## What to do
1. Answer these questions from the text about a mother's hospital stay with Alzheimer's:
(a) How old was the mother?
(b) What illness led to her transfer to the hospital?
(c) How many Alzheimer's patients took part in the Massachusetts study?
2. Write the next part of the text about a mother's hospital stay with Alzheimer's, continuing from its last sentence.

## Reading text
════════════════════
I can still hear her.

"Please help me," she'd say for hours at a time, squeezing my hand as tightly as she could.

There was terror in her eyes whenever a new nurse or doctor entered the room and came toward her bed.

"Who are you?" she'd cry, then squeezing my hand with both of hers, digging her nails into my flesh.

My 88-year-old mother's last days in the hospital were pure hell. There is no doubt that she thought the members of the hospital staff were trying to kill her.

When she developed pneumonia in January, she was transferred to the hospital from the Michigan Alzheimer's care facility where she had lived.

I knew her dementia - Alzheimer's had robbed her of much of her memory, thinking, language and judgment - would make a hospital stay difficult, but I didn't realize how difficult. At her care facility, she had been comfortable.

My brothers and I hoped that if we stayed with her around the clock it would erase her fear of being in a new place, and at times it did. But whenever she received medication to calm her down or to sleep, she grew more agitated. She couldn't sleep.

Not until I read a story in the paper the other day did I really understand what she was experiencing. The story dealt with a study published in the June 19 online issue of Annals of Internal Medicine. Investigators found that for people with Alzheimer's disease, a stay in the hospital accelerated mental decline and increased the risk of going into a nursing home or dying.

And for those who experienced delirium, a state of heightened confusion or unusual mood or behavior, the chances of a poor outcome, including death, increased by about 12 percent.

My mother definitely experienced delirium.

Dr. Charles Bernick, associate medical director of the Cleveland Clinic Lou Ruvo Center for Brain Health, is aware of the study done on 800 Alzheimer's patients in Massachusetts.

Just like the study's researchers, he said the best thing to do is avoid hospitalization.

"But care outside a hospital is not always possible," he noted.

He said hospital staffs are generally not trained to deal with people with cognitive impairment.
════════════════════
## Dataset
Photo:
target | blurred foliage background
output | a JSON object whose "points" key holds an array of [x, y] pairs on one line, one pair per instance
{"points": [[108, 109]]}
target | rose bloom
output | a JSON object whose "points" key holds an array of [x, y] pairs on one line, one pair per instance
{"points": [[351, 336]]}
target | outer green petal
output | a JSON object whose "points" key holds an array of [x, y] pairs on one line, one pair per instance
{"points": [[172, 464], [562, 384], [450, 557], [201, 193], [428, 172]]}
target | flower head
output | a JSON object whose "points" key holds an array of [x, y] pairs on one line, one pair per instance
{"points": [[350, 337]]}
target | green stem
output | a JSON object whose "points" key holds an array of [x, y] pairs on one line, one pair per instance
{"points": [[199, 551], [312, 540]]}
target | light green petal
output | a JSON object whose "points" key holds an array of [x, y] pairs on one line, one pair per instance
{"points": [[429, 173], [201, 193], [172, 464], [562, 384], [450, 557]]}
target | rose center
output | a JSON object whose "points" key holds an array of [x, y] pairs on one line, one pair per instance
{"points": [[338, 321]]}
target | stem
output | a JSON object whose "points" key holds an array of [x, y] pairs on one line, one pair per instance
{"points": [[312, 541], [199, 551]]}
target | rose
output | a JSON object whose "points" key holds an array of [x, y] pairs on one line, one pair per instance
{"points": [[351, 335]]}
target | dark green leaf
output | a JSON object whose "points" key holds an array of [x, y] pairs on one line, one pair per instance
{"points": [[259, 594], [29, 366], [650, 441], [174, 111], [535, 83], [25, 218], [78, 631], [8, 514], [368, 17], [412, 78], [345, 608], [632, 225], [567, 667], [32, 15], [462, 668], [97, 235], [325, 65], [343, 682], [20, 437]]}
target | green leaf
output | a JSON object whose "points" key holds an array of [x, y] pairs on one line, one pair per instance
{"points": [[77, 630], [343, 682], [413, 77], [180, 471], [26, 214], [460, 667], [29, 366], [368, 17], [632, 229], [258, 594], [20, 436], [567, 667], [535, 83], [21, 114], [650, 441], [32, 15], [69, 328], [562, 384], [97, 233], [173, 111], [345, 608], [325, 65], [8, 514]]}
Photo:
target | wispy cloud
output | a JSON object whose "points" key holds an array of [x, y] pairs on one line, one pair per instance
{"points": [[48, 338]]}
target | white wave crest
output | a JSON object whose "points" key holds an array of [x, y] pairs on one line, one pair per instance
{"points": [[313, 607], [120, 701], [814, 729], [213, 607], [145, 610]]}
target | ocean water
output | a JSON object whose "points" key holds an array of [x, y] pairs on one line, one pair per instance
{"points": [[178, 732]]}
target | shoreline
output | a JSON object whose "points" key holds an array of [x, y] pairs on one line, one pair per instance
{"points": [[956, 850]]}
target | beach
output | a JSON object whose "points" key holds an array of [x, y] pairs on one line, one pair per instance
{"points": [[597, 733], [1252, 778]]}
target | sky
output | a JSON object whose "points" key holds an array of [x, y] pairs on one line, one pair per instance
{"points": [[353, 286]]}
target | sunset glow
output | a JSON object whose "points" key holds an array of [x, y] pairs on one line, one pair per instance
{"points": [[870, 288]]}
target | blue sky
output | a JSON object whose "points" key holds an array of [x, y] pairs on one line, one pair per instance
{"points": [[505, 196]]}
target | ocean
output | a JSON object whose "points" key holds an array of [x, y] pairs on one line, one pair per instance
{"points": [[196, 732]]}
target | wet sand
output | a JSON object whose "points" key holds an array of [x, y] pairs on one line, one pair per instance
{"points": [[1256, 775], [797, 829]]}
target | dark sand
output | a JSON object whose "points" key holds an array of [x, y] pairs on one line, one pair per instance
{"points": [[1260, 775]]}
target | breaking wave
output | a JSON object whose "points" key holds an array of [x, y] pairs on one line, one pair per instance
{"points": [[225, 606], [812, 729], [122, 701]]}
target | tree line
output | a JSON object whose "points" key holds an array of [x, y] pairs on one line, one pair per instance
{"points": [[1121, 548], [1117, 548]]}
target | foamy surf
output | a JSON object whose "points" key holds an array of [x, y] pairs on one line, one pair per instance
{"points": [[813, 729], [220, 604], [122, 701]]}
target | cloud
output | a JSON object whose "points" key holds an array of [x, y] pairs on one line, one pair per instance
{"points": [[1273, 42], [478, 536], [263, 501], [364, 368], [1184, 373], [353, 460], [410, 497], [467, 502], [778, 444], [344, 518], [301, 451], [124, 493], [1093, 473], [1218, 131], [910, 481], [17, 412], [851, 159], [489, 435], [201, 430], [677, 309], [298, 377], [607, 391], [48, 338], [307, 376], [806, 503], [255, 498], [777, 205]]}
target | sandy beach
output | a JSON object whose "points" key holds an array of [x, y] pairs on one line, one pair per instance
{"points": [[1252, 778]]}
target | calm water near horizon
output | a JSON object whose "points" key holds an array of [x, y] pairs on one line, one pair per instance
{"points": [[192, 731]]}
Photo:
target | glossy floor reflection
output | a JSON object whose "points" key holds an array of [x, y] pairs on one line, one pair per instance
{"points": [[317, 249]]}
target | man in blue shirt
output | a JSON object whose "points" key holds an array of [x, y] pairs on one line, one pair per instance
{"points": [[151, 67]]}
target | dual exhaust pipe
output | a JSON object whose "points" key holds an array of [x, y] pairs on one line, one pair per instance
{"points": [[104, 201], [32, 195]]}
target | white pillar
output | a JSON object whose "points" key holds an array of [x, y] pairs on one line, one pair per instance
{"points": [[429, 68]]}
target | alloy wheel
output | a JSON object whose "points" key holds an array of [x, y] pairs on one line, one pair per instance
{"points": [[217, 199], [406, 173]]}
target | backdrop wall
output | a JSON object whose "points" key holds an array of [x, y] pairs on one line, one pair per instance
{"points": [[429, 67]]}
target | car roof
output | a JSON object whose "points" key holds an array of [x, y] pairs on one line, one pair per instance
════════════════════
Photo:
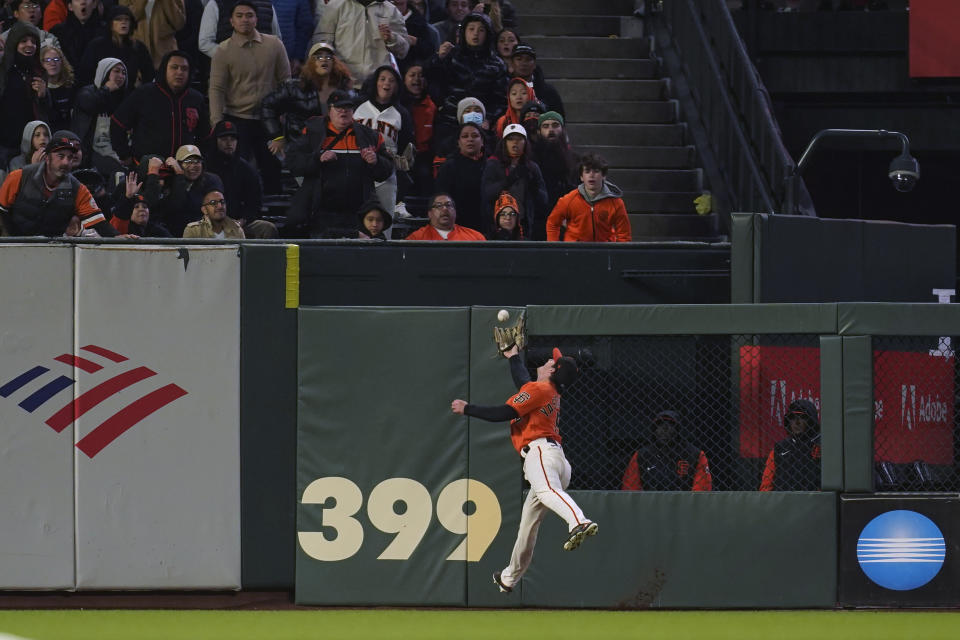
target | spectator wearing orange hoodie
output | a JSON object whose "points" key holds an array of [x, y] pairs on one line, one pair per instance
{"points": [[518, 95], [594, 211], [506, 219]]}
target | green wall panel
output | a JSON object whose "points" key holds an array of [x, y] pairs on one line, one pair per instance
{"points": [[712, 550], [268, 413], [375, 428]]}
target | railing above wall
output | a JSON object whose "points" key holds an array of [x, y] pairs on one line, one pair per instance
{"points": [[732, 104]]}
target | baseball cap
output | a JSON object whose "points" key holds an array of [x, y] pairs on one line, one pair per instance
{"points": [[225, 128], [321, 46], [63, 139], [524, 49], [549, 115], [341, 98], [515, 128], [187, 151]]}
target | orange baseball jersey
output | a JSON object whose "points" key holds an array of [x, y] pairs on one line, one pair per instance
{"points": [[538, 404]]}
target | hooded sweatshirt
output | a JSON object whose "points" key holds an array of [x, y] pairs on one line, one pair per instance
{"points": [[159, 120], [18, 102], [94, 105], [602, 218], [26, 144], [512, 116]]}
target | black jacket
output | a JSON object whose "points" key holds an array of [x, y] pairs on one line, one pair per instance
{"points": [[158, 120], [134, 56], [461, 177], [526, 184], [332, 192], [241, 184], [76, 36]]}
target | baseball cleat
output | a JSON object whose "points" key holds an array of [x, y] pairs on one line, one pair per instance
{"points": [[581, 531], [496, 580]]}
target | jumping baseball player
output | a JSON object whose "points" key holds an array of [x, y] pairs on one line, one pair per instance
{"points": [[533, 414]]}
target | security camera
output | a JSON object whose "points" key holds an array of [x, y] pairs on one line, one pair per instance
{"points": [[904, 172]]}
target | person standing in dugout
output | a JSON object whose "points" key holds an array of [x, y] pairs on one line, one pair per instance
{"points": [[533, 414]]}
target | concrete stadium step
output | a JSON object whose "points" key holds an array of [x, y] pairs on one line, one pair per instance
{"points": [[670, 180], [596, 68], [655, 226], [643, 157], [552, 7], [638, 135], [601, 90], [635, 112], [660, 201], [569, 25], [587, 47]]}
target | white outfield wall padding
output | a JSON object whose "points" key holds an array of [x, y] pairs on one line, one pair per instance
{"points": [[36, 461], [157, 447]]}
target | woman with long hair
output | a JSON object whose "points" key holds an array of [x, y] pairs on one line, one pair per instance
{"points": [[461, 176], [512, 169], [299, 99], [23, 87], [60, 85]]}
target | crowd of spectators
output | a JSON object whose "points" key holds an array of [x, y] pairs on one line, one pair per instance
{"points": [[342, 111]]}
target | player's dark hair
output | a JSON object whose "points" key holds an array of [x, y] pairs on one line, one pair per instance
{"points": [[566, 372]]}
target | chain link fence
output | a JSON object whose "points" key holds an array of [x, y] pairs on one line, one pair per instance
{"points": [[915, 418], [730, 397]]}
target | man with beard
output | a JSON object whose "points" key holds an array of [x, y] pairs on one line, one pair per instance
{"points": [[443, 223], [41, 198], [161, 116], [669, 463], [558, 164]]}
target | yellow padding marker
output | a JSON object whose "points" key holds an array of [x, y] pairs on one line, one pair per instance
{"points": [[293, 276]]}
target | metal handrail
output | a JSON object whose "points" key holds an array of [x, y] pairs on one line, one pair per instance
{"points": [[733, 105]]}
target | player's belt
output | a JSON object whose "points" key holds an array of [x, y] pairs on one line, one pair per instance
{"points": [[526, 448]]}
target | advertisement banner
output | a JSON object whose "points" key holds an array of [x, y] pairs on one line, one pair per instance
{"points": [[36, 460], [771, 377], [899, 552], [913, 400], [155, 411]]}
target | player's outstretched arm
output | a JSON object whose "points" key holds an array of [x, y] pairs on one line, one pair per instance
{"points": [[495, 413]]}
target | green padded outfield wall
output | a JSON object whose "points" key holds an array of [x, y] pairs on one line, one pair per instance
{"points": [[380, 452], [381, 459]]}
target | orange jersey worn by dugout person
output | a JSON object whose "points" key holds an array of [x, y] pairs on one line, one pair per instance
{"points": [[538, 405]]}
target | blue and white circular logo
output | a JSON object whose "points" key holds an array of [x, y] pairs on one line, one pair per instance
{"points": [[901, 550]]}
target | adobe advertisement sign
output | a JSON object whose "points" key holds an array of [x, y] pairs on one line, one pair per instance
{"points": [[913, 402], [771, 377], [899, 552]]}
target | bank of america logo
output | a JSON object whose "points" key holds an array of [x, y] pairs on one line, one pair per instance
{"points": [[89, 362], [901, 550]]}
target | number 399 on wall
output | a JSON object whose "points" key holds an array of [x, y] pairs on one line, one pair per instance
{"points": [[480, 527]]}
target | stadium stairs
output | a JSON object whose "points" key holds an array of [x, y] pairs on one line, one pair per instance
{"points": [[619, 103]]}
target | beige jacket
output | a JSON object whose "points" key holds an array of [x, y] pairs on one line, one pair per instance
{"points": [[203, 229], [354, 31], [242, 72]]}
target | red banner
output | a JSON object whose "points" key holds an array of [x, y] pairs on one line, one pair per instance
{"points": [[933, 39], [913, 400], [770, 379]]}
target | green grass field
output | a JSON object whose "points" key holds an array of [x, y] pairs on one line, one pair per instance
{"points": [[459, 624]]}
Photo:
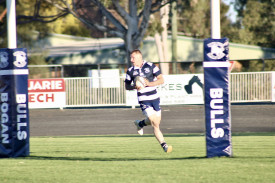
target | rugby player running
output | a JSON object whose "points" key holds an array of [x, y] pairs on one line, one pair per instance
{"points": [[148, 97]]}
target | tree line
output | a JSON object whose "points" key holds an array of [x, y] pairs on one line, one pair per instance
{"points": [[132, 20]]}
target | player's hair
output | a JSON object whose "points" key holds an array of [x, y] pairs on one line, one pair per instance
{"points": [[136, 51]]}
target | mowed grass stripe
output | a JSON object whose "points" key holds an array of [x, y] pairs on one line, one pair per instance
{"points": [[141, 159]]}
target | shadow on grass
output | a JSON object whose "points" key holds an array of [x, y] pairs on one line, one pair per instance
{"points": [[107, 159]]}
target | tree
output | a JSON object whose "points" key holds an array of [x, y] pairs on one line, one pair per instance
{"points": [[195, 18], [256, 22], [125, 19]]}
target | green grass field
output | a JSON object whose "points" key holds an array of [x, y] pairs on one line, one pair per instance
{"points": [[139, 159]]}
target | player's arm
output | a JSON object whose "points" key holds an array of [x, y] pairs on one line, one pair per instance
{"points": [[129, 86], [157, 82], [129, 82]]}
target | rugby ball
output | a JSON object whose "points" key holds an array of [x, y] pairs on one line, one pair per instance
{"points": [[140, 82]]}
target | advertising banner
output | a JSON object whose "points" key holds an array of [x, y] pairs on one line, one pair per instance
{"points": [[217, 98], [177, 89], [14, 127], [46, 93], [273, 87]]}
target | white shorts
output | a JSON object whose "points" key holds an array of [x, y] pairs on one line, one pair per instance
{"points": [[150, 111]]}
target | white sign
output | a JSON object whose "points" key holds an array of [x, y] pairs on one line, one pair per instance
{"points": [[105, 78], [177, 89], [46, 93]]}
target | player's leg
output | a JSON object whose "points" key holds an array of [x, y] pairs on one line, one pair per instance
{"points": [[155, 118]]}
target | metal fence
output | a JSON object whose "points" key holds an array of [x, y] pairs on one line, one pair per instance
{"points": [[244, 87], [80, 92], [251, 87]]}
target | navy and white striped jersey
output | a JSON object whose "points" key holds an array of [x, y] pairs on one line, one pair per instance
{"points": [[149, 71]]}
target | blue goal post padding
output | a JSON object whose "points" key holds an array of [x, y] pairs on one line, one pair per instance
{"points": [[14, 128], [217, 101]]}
════════════════════
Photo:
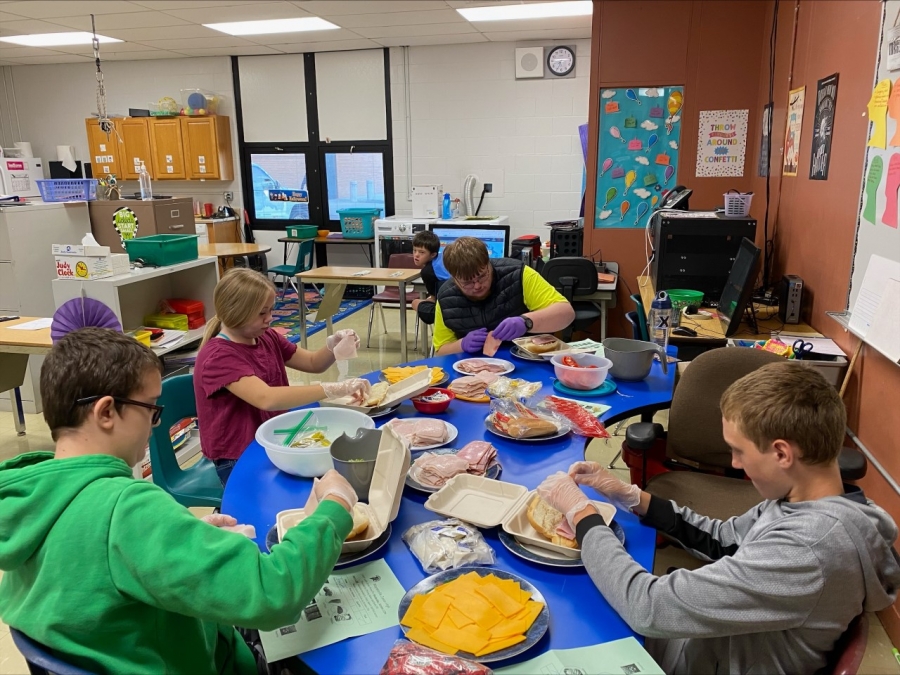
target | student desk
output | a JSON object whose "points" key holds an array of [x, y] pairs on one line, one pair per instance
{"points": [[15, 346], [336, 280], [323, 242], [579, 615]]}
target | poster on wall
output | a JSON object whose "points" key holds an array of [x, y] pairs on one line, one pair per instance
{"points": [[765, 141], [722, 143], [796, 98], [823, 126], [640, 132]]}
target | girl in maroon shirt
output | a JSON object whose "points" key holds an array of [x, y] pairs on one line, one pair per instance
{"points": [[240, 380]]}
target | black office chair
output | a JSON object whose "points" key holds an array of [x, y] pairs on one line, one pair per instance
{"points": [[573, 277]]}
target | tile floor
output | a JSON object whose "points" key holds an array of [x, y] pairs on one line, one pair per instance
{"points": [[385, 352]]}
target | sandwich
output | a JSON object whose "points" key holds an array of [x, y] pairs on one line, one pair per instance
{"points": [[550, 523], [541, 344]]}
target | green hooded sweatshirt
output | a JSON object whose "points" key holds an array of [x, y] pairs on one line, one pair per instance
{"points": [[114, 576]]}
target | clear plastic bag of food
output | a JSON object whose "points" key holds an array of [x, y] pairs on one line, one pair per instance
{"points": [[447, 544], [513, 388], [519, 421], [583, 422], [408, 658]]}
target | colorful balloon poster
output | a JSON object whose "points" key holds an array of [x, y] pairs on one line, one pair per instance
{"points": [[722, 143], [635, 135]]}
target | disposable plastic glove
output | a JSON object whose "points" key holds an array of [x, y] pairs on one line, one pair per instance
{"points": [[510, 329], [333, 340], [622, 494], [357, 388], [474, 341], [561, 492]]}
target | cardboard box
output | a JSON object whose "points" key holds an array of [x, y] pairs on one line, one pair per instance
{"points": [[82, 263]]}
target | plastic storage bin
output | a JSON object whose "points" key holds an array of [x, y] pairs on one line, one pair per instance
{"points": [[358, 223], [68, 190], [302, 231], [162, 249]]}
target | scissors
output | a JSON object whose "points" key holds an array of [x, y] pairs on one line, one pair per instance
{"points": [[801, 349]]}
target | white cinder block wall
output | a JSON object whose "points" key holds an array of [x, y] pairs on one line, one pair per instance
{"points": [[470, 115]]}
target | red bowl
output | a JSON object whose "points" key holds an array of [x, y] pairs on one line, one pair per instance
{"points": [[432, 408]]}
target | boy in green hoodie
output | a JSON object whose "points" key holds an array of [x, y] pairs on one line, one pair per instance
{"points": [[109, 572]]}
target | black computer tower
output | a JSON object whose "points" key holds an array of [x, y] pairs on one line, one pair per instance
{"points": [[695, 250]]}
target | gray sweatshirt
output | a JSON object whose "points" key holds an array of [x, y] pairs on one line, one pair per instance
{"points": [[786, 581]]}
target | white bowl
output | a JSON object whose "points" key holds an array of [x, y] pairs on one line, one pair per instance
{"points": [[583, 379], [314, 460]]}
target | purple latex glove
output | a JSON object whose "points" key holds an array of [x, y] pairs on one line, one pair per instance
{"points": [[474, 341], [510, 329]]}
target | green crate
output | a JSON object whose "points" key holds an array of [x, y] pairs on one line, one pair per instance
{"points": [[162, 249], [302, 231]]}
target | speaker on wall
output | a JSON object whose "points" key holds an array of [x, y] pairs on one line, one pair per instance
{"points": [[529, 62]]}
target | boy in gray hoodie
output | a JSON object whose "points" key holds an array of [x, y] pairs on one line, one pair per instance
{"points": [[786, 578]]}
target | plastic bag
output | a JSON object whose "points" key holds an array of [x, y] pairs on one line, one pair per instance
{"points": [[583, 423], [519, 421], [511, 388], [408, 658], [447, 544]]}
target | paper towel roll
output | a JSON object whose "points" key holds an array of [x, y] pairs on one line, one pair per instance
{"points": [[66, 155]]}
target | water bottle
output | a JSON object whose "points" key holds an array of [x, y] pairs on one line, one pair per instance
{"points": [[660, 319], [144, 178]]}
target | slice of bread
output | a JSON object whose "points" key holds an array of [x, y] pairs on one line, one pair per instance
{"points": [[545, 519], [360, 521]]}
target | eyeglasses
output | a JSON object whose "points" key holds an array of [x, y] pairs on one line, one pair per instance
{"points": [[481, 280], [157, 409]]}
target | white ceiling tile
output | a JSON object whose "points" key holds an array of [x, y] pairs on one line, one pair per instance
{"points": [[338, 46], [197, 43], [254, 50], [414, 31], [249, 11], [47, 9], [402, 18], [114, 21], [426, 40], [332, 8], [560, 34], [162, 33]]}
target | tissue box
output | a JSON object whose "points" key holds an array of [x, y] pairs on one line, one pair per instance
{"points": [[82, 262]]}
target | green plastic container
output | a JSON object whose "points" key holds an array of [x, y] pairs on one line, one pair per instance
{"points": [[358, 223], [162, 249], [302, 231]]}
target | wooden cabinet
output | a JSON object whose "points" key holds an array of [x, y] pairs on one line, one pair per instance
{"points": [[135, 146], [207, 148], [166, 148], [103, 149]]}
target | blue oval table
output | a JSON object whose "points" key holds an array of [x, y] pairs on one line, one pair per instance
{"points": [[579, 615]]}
════════════════════
## Responses to the exercise
1.
(a) 88
(b) Pneumonia
(c) 800

2.
Sleep medications, narcotics and anti-anxiety drugs actually make someone with Alzheimer's more confused and more agitated, Bernick said.

That certainly happened in my mother's case. She got them all in a well-meaning effort to settle her down. And she only grew more agitated, more scared. She fought breathing treatments. She couldn't get well because she couldn't relax and rest.

"It would be good for hospitals everywhere to go through training sessions," he said. "The number of Alzheimer's patients having to go to a hospital for some treatable condition is only going to grow."

Spokeswomen at both University Medical Center and St. Rose Dominican Hospitals say no specific training has been done for Alzheimer's patients. Attempts to reach spokeswomen at Sunrise and Valley Hospitals for comment were unsuccessful.

With 77 million baby boomers heading into retirement, the Alzheimer's crisis grows daily. The disease is expected to affect close to 16 million Americans by 2050, double today's number.

Just as it is imperative for hospitals to learn how to deal with Alzheimer's patients, it is imperative for their caregivers to learn which drugs they can take.

I didn't know, so I didn't speak up when doctors and nurses trying to help my mother gave her medications that only made her more agitated. Her death certificate says she died of pneumonia. But I know she was literally scared to death.